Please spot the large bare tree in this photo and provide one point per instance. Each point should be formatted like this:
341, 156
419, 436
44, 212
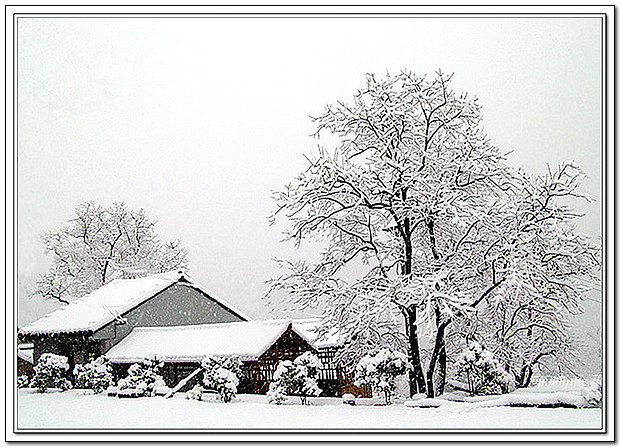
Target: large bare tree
413, 206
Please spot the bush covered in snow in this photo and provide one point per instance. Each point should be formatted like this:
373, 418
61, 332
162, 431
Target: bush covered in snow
297, 378
23, 381
483, 372
96, 375
593, 393
143, 377
195, 393
381, 370
50, 372
222, 375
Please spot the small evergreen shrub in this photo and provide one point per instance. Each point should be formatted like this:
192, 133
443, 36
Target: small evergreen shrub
593, 393
50, 372
143, 377
483, 372
297, 378
195, 393
95, 375
23, 381
380, 370
221, 374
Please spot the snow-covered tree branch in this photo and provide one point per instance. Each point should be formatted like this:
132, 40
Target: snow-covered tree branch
424, 224
101, 244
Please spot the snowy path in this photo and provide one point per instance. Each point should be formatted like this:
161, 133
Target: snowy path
74, 409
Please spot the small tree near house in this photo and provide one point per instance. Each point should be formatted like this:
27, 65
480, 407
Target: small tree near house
100, 244
297, 378
143, 377
222, 375
95, 375
50, 372
381, 370
483, 373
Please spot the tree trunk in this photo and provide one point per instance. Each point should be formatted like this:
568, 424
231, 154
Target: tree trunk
441, 370
416, 375
438, 352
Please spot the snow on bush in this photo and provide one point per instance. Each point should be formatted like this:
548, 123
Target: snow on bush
23, 381
195, 393
49, 372
380, 370
222, 375
96, 375
143, 377
297, 378
483, 372
593, 393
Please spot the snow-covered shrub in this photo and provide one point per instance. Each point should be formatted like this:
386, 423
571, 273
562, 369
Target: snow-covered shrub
96, 375
195, 393
143, 377
297, 378
381, 370
222, 375
483, 372
23, 381
593, 393
348, 399
49, 372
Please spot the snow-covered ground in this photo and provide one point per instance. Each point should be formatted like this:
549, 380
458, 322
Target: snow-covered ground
75, 409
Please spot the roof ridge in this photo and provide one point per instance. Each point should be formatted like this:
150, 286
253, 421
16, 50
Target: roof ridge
209, 325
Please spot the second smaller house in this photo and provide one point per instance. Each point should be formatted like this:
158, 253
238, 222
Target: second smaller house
259, 344
24, 359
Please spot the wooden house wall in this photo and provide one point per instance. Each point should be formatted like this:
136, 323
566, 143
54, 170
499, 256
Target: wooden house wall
177, 305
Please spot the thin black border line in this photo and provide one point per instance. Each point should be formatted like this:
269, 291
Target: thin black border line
304, 15
603, 16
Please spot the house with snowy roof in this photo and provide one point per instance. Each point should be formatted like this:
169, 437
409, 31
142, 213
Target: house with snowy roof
89, 326
260, 345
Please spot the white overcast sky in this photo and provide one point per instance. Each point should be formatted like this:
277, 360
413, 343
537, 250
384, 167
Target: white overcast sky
198, 119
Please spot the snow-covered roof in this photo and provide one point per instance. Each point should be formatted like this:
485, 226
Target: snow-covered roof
308, 328
104, 305
246, 339
26, 354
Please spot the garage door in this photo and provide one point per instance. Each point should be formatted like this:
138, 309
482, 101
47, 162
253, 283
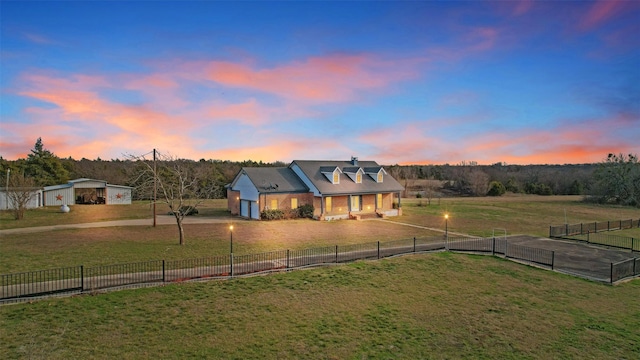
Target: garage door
255, 214
244, 208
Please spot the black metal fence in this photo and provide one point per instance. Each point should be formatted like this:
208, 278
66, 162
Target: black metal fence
625, 269
19, 286
593, 227
593, 233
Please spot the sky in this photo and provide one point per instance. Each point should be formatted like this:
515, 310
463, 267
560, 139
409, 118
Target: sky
397, 82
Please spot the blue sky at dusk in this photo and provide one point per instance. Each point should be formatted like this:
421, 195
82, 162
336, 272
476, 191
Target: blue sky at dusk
396, 82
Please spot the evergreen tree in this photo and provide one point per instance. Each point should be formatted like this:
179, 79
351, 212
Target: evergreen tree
44, 167
618, 180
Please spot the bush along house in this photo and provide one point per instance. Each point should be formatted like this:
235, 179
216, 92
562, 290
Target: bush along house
336, 190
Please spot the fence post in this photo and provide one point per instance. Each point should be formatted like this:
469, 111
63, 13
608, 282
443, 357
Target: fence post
612, 273
493, 246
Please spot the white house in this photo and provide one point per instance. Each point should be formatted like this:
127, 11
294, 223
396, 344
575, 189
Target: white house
86, 191
35, 201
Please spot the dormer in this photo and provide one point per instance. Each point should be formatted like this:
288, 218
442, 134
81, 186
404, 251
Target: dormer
377, 173
354, 173
332, 173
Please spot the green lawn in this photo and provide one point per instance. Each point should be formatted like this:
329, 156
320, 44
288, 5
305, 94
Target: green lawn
51, 215
518, 214
105, 246
421, 306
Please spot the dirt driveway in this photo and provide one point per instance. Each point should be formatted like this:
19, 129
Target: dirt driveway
577, 258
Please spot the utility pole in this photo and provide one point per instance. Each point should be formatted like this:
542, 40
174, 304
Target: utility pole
6, 190
155, 193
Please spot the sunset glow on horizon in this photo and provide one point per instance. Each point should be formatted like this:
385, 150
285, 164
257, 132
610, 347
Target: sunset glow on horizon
395, 82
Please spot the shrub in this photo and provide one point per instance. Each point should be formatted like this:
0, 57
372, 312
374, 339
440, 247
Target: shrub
306, 211
496, 189
186, 210
272, 214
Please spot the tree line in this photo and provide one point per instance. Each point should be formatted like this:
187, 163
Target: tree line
614, 180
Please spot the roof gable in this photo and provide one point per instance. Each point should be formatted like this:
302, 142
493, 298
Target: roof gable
311, 169
272, 180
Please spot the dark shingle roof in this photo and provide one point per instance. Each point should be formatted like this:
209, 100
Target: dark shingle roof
312, 169
272, 180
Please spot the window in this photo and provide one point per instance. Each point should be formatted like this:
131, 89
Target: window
355, 203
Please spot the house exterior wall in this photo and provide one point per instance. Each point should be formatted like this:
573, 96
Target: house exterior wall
296, 169
369, 203
35, 201
117, 195
89, 184
67, 197
233, 201
284, 200
246, 188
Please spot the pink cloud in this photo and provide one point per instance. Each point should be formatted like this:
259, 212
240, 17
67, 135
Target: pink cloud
415, 143
600, 12
334, 78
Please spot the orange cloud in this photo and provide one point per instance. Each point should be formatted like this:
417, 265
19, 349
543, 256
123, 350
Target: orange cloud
321, 79
600, 12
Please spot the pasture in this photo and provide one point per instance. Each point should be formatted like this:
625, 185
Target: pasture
104, 246
439, 305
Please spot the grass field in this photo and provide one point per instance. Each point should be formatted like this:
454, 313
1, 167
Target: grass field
439, 305
105, 246
421, 306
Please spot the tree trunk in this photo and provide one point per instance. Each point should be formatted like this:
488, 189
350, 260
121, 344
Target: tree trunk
179, 219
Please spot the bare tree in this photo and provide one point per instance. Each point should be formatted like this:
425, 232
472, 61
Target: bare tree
179, 184
21, 191
478, 181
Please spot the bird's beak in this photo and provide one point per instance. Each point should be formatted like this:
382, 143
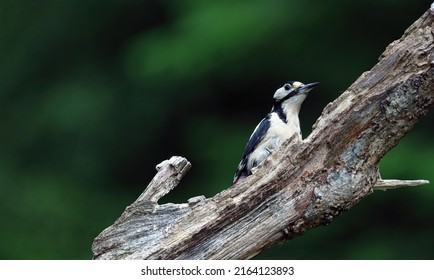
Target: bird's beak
307, 88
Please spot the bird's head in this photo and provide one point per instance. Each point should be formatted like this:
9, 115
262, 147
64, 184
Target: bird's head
294, 91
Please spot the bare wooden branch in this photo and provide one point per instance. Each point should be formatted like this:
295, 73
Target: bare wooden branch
301, 186
384, 185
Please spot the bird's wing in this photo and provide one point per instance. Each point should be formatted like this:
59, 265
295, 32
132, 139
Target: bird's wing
256, 137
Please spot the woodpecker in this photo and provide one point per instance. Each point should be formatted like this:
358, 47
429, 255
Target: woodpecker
279, 125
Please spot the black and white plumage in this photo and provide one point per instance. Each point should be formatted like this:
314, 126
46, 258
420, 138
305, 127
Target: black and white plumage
279, 125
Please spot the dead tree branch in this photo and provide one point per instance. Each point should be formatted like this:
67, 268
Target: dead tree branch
300, 186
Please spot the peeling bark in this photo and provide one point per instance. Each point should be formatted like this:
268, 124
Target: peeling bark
302, 185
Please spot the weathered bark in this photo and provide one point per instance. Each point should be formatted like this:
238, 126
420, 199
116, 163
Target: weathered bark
300, 186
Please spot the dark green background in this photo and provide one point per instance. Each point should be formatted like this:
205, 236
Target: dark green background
94, 94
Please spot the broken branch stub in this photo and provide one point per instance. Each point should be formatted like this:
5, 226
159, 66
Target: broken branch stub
301, 185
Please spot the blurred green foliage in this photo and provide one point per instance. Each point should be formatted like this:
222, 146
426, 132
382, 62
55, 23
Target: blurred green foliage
94, 94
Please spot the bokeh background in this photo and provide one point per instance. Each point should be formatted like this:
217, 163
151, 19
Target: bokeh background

=== ABOUT THIS TASK ===
Lines from the entries that contain the word "bokeh" are what the answer must hold.

=== ANSWER FOR THIS EXERCISE ===
Please spot the bokeh background in this photo and provide one point per instance. Each point should be formatted like this:
Target: bokeh background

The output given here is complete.